Brief –
Exactly reproduce the line containing "label the diagonal" together with every line after it, through the end of the entries, and give nothing more.

Saved entries
[Start of Attachment]

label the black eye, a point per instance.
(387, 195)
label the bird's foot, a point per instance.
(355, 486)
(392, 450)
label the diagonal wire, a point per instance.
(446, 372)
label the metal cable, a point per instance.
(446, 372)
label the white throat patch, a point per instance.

[End of Attachment]

Response box –
label the diagonal wire, a point per instance.
(446, 372)
label the metal cable, a point per instance.
(446, 372)
label the white throat patch, a point per instance.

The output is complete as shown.